── Provided records ──

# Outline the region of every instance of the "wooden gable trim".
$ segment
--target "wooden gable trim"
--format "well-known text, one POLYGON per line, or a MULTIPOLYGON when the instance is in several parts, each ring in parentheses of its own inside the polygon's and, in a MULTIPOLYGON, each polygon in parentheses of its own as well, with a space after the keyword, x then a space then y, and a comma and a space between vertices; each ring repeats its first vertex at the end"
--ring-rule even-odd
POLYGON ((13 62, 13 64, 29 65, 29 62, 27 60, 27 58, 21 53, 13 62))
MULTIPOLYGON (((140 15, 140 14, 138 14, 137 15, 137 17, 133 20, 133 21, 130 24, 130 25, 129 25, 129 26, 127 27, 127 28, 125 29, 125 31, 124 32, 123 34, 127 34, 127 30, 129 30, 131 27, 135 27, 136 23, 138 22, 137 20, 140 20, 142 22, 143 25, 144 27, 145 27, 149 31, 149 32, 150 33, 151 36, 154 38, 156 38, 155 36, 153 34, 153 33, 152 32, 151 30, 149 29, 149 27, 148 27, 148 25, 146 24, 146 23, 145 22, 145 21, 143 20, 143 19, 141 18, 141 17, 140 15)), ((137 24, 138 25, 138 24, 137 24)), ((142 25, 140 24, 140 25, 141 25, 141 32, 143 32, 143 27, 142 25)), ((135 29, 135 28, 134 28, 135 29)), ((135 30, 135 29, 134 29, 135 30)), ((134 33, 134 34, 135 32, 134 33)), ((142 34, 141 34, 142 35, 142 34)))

───

**Exercise directions:**
Quote the item above word for word, with every line unchanged.

**Solution to this task:**
# Outline the region of every instance of the "wooden gable trim".
$ segment
--target "wooden gable trim"
--format "well-known text, one POLYGON per line, or a MULTIPOLYGON when the instance is in several parts, each ring in parentheses of its own inside the polygon's and, in a MULTIPOLYGON, each polygon in parentheses of its own as well, with a space after the keyword, x then a space then y, and a comma and a space between vertices; each ring repeats its first vertex at the end"
--ring-rule even-odd
POLYGON ((13 62, 13 64, 29 65, 29 62, 27 60, 27 58, 21 53, 13 62))
MULTIPOLYGON (((140 15, 140 14, 138 14, 137 15, 137 17, 133 20, 133 21, 130 24, 130 25, 129 25, 129 26, 127 27, 127 28, 125 29, 125 31, 124 32, 123 34, 127 34, 127 30, 129 30, 131 27, 135 27, 136 23, 138 22, 137 20, 140 20, 142 22, 143 25, 144 27, 145 27, 149 31, 149 32, 150 33, 151 36, 154 38, 156 38, 155 36, 153 34, 153 33, 152 32, 151 30, 149 29, 149 27, 148 27, 148 25, 146 24, 146 23, 145 22, 145 21, 143 20, 143 19, 141 18, 141 17, 140 15)), ((137 24, 138 25, 138 24, 137 24)), ((142 25, 140 24, 140 25, 141 25, 141 32, 143 32, 143 27, 142 25)), ((135 29, 135 28, 134 28, 135 29)), ((135 30, 135 29, 134 29, 135 30)), ((134 33, 134 34, 135 32, 134 33)), ((142 34, 141 34, 142 35, 142 34)))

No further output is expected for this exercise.